TASKS FOR THIS EXERCISE =>
1: In the blog post about relationships, what does the writer conclude that relationships fail over?
2: Continue the blog post about relationships from the point where it stops.

SELECTED TEXT =>
#####

Saturday, 1 June 2013

It's the little things

I have had endless conversations with various people over the last few months about relationships.  I have come to the conclusion that relationships fail over the little things.  The big things come infrequently enough that they can be dealt with as they occur.  It is the little things are everyday things. that wear you down and drive you to give up the fight.

Sure there are overarching big things that would be deal breakers.  But I could not develop a relationship with someone without respect, trust, manners, empathy, humour, intelligence, discretion and compassion or who does not hold the same values I do in terms of family and friends.

So, I've been thinking about the things that matter to me in everyday life.  Like food preferences; eating habits; hygiene standards; bathroom etiquette; household management; taste in music, movies and TV shows; social habits and communication.

For me, I need someone that both accepts and respects my fussy eating habits and dietary restrictions; who doesn't mock me for my choices and is not embarrassed by my allergies.  I like to share my love of hot (and iced) chocolate beverages; cocktails, desserts and dough-based products like pizza and bread.  I need someone that does no chew with their mouth open or talk through their food.  Someone who has table manners and does not mind if I try their whatever.  I believe food (and drink) is meant to be shared.  

I need someone who showers every day; cuts their fingernails and is presentable.  I don't care what their attire is as long as it is neat.  I need someone who hangs the towel and bathmat to dry after showering, who replaces the spent toilet roll and puts tissues in the bin.  

I have reasonable standards for my home.  I expect others (including my reluctant children!) to comply with those standards.  Pack up when you are finished with something, make the bed in the morning, empty the bin when it is full, put washing in the hamper.  Dirty dishes belong on the sink or the dishwasher.  If the dishwasher is full, put it on.  If it is clean, empty it.  If you make a mess, clean it up.  I am happy to take on the responsibility of weekly tasks like mopping, vacuuming, mowing lawns and such but daily maintenance is a responsibility for all and makes the weekly tasks so much less ownerous.

#####

DATASET ENTRIES =>
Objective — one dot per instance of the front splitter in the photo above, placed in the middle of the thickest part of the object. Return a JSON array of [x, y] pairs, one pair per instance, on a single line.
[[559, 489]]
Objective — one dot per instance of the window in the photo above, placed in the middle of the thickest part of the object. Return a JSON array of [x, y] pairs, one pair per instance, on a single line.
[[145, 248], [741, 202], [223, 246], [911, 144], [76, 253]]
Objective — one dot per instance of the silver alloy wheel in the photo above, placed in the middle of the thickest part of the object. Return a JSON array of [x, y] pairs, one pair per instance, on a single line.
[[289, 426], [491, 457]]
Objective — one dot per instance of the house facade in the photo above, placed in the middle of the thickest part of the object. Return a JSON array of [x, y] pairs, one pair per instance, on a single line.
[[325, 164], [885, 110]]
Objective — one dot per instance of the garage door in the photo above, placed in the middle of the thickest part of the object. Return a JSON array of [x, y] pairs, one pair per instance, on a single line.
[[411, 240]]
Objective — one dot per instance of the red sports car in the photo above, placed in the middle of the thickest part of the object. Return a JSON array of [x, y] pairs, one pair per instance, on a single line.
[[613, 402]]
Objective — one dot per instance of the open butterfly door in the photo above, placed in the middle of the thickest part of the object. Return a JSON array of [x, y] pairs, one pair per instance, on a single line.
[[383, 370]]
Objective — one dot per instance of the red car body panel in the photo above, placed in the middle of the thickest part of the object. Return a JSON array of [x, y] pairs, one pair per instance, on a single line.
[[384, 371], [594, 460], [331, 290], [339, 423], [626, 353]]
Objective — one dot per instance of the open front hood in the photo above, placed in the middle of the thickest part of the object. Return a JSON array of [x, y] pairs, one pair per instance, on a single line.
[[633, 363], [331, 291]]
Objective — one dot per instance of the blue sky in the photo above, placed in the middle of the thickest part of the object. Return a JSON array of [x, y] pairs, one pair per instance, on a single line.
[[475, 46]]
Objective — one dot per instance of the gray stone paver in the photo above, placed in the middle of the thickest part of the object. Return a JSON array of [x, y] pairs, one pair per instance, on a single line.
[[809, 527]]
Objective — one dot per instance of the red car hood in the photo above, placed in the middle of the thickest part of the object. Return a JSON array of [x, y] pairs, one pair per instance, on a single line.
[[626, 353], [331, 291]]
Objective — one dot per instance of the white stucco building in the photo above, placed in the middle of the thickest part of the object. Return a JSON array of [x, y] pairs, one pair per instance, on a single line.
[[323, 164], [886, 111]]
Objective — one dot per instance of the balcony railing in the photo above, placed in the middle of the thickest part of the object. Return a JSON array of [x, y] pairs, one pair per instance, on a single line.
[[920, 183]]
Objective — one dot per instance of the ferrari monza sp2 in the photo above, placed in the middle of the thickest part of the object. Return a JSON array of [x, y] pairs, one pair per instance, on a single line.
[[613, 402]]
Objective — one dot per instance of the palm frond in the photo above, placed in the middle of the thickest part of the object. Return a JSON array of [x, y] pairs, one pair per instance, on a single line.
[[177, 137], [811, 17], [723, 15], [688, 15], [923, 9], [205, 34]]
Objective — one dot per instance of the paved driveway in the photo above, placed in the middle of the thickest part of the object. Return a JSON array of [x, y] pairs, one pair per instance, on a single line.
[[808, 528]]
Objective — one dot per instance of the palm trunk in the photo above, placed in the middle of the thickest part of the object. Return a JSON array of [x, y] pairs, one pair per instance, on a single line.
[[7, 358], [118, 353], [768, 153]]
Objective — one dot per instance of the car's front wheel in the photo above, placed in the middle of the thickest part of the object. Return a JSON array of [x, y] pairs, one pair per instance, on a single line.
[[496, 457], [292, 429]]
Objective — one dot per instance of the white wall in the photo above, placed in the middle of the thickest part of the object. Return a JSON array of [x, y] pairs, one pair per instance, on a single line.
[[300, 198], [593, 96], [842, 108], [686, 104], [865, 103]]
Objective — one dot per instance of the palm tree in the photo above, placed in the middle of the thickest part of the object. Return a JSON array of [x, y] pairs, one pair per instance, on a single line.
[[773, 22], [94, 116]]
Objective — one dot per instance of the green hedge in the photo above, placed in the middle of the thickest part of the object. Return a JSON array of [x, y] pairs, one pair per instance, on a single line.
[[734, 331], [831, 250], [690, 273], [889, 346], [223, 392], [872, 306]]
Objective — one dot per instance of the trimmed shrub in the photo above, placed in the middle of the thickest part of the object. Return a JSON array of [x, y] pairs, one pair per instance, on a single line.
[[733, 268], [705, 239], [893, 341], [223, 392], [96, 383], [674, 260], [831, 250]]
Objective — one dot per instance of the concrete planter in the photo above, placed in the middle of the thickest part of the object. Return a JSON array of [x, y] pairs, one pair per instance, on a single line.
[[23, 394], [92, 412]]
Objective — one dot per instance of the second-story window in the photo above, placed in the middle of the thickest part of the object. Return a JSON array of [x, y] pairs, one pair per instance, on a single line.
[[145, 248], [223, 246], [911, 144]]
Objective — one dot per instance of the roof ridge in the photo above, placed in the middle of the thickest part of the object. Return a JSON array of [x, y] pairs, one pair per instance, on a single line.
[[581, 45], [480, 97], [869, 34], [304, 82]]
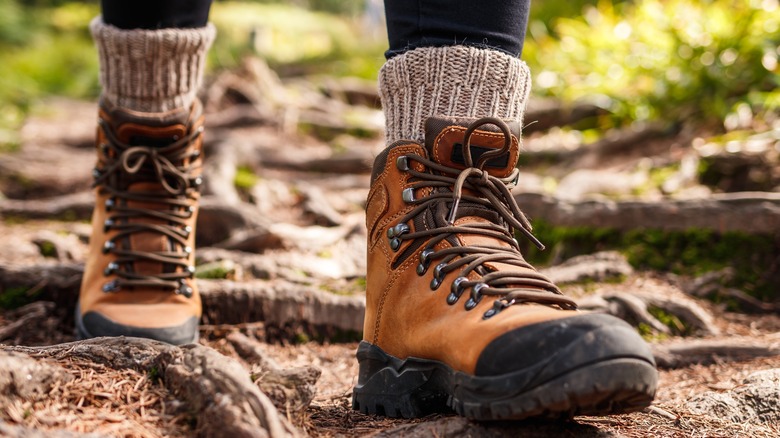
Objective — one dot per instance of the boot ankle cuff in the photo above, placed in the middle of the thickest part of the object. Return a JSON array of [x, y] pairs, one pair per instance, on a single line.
[[455, 81], [151, 70]]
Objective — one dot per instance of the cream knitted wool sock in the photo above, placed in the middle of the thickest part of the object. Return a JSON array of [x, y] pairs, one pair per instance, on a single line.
[[151, 70], [456, 81]]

#####

RESULTS IN ORDER =>
1: Relationships fail over the little things.

2:
I don't expect someone to be totally in line with me in terms of taste for music, movies and TV shows but commonality is important.  I love going to the movies and like to share that.  But, like with everything, I am discerning.  I have high standards and I am not going to pay twenty or so dollars to see a piece of shite.  I like action and comedy.  I am not a fan of sci-fi.

I like going out.  I like meeting randoms.  I like exploring new places.  I like meeting new people.  I have various groups of friends and like to catch up with them all but they generally don't intermingle.   Therefore, there are some people that I only see over a cuppa.  Others I visit in their home or mine for a meal.  Others are dancing buddies.  Some are happy to meet in a pub and drink and chat.  I like to do all of these things.

Furthermore, I don't want to live in someone's pocket.  I need time alone.  I also need to be able to spend time by myself with people.  Not because I need to talk about things in secret but because I need to be able to dedicate time to special people in my life.  I need someone that understands and can cope with all of that. Ideally, that someone would have their own stuff too.  I think it is important to spend time together but to balance that with time apart.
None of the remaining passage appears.